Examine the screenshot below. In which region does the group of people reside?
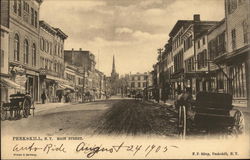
[41,90,70,104]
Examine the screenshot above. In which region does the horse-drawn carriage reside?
[1,93,35,120]
[83,91,95,102]
[178,92,245,137]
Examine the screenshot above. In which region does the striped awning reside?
[0,77,25,90]
[58,83,75,91]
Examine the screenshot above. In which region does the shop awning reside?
[58,83,75,91]
[0,77,25,90]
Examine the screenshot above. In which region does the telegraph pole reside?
[82,67,85,103]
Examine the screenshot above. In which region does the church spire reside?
[112,55,115,73]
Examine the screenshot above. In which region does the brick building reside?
[128,72,149,93]
[222,0,250,106]
[39,21,68,102]
[64,48,96,94]
[5,0,42,100]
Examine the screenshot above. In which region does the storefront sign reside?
[15,75,27,87]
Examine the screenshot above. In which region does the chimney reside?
[194,14,201,22]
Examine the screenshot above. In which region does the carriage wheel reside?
[233,110,245,136]
[178,106,187,138]
[22,99,31,118]
[1,107,7,121]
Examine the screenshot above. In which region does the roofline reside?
[169,20,193,37]
[169,20,221,37]
[53,27,68,39]
[36,0,43,4]
[208,18,226,34]
[39,20,56,34]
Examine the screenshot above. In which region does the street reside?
[2,99,177,136]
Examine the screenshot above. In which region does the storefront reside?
[0,77,25,102]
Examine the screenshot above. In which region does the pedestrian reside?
[41,91,47,104]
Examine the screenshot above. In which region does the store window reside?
[230,63,247,98]
[0,49,4,67]
[23,39,29,64]
[14,34,20,61]
[231,29,236,50]
[242,20,250,44]
[32,44,36,66]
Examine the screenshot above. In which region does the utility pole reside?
[82,67,85,103]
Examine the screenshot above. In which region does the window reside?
[216,32,226,53]
[231,29,236,50]
[23,2,30,13]
[57,44,61,57]
[202,37,206,45]
[14,34,20,61]
[131,82,135,88]
[32,44,36,66]
[34,11,37,28]
[229,63,247,98]
[45,59,49,70]
[185,57,194,72]
[197,49,207,69]
[46,41,49,52]
[31,8,35,26]
[61,45,64,57]
[23,39,29,64]
[0,49,4,67]
[242,20,250,43]
[17,0,22,17]
[227,0,237,14]
[138,82,141,87]
[13,0,17,13]
[55,44,57,55]
[40,57,45,68]
[184,35,192,51]
[49,42,52,55]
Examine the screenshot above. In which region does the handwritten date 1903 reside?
[13,143,66,154]
[76,142,178,158]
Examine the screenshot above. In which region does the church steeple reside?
[112,55,116,73]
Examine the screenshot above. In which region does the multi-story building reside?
[5,0,42,100]
[0,0,10,101]
[64,48,96,94]
[169,15,218,97]
[64,62,83,102]
[39,21,67,102]
[206,19,227,92]
[223,0,250,106]
[128,72,148,92]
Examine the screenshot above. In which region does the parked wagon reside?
[1,93,35,120]
[178,92,245,137]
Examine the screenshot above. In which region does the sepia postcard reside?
[0,0,250,160]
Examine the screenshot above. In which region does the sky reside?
[40,0,225,76]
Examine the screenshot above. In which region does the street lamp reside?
[82,65,85,103]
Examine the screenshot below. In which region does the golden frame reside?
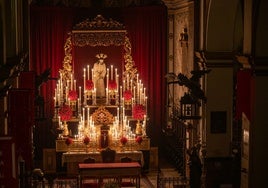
◇ ◇ ◇
Problem requirements
Rewrite all of the entries with every "screenshot" swapped for "photograph", keeping everything else the same. Leave the pictures out.

Complete response
Examine the photograph below. In which region does the group of people reside?
[41,90,70,104]
Examine the photograph above. In which region does the horse-drawn carriage reside?
[1,93,35,120]
[83,91,95,102]
[178,92,245,137]
Examine the photograph above. In which region does the striped awning reside?
[0,77,25,90]
[58,83,75,91]
Examine the photograph above. In which region does the shop awning reside?
[58,83,75,91]
[0,77,25,90]
Examine the photograph above. In which region does the telegraph pole reside?
[82,67,85,103]
Examine the photograph above. In which region does the church spire reside?
[112,55,115,73]
Examine the photograph above. In which region does the brick building reside?
[128,72,149,93]
[222,0,250,106]
[39,21,68,102]
[64,48,96,94]
[5,0,42,100]
Examine the photograph above. In which region does the storefront sign reside?
[15,75,27,87]
Examine the photograph above. In which region does the chimney reside?
[194,14,201,22]
Examine the photograph above. In which region does the carriage wheel reside?
[233,110,245,136]
[178,106,187,138]
[22,99,31,118]
[1,107,7,121]
Examine the photograph above. In which region does the roofline reside?
[169,20,193,37]
[169,20,221,37]
[53,27,68,39]
[36,0,43,4]
[208,18,226,34]
[39,20,56,34]
Examine the photograph above. In which region does the street reside?
[2,99,177,136]
Examine the photograph above. In which region does the storefront reside?
[0,77,25,102]
Examine the photograph above. In which region does the pedestrian reside?
[41,91,47,104]
Examine the photograph above. In which region does the store window reside?
[230,63,247,98]
[0,49,4,67]
[23,39,29,64]
[14,34,20,61]
[231,29,236,50]
[242,20,250,44]
[32,44,36,66]
Examine the photograph above. In which region does the utility pole reside?
[82,67,85,103]
Examine the photograph above. In which region does the window reside?
[216,32,226,53]
[231,29,236,50]
[23,2,30,13]
[57,44,61,57]
[202,37,206,45]
[14,34,20,61]
[131,82,135,88]
[32,44,36,66]
[34,11,37,28]
[229,63,247,98]
[45,59,49,70]
[185,57,194,72]
[197,49,207,69]
[46,41,49,52]
[31,8,35,26]
[61,45,64,57]
[23,39,29,64]
[0,49,4,67]
[242,20,250,43]
[17,0,22,17]
[227,0,237,14]
[138,82,141,87]
[13,0,17,13]
[55,44,57,55]
[40,57,45,68]
[184,35,192,51]
[49,42,52,55]
Examine the photograph above. In which region does the handwritten date 1903 reside?
[13,143,66,154]
[76,142,178,158]
Examine the photograph above. In which region does the church steeple reside?
[112,55,116,73]
Examine the photograph above. In which region does the multi-story building reside?
[5,0,42,100]
[0,0,10,101]
[64,48,96,94]
[169,15,218,97]
[64,62,83,102]
[39,21,67,102]
[206,19,227,92]
[223,0,250,106]
[128,72,148,92]
Examine the photograph above. In which region does the parked wagon reside?
[1,93,35,120]
[178,92,245,137]
Examine the photograph above. In which region does the sepia postcard reside?
[0,0,250,160]
Examine the photograph above. In which region does the sky reside?
[40,0,225,76]
Examine the photograph above. In which region does the street lamp reside?
[82,65,85,103]
Examine the photograph below. In which region does the golden frame reside?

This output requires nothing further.